Data for this task:
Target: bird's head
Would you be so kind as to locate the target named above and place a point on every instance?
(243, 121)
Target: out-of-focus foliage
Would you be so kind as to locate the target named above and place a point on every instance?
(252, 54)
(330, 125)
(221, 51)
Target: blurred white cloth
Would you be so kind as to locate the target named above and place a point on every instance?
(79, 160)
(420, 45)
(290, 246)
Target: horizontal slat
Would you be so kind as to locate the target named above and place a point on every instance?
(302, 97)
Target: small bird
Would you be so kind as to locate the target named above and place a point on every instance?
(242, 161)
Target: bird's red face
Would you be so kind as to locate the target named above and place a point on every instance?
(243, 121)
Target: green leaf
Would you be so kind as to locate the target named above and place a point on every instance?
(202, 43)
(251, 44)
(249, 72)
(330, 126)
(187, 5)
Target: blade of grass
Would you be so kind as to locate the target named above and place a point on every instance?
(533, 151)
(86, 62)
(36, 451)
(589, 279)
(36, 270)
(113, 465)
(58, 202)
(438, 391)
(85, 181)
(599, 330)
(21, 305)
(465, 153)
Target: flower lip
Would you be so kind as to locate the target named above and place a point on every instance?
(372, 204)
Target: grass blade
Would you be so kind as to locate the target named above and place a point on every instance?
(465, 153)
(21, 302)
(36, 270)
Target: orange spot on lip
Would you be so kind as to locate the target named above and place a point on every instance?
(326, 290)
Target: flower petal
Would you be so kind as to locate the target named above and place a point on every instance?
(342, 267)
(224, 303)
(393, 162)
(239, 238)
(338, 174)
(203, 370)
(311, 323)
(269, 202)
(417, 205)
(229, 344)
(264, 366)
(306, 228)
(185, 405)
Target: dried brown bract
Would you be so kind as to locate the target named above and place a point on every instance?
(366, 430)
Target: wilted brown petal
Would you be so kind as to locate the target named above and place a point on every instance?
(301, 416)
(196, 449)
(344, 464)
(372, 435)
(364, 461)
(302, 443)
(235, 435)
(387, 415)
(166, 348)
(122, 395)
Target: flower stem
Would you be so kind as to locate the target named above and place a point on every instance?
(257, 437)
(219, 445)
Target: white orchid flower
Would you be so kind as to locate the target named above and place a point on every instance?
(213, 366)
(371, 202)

Description of the task: Only the lines from the one that contains "Target: flower petal" to the end of the data should be output, exactly as they appear.

Full output:
Target: flower petal
Would you be so kind as to locate the target named above and place a point on every instance?
(342, 267)
(224, 303)
(393, 162)
(239, 238)
(338, 174)
(203, 370)
(311, 323)
(269, 202)
(417, 205)
(229, 344)
(264, 366)
(306, 228)
(185, 405)
Target: dried brown bract
Would you be so kind as to locate the target named above and place a point on every instance?
(366, 430)
Target: wilted brown petal
Would you be so kind as to locate the target named above and place a point on every instance?
(301, 416)
(196, 449)
(344, 464)
(372, 435)
(364, 461)
(302, 443)
(235, 435)
(387, 415)
(166, 348)
(122, 395)
Target: flower stem
Would you be so kind as to locate the target named above and place a point on every instance?
(257, 437)
(219, 445)
Target: white orchid flower
Would you be so kind as to locate the target named above and place a point on every instance?
(213, 366)
(371, 202)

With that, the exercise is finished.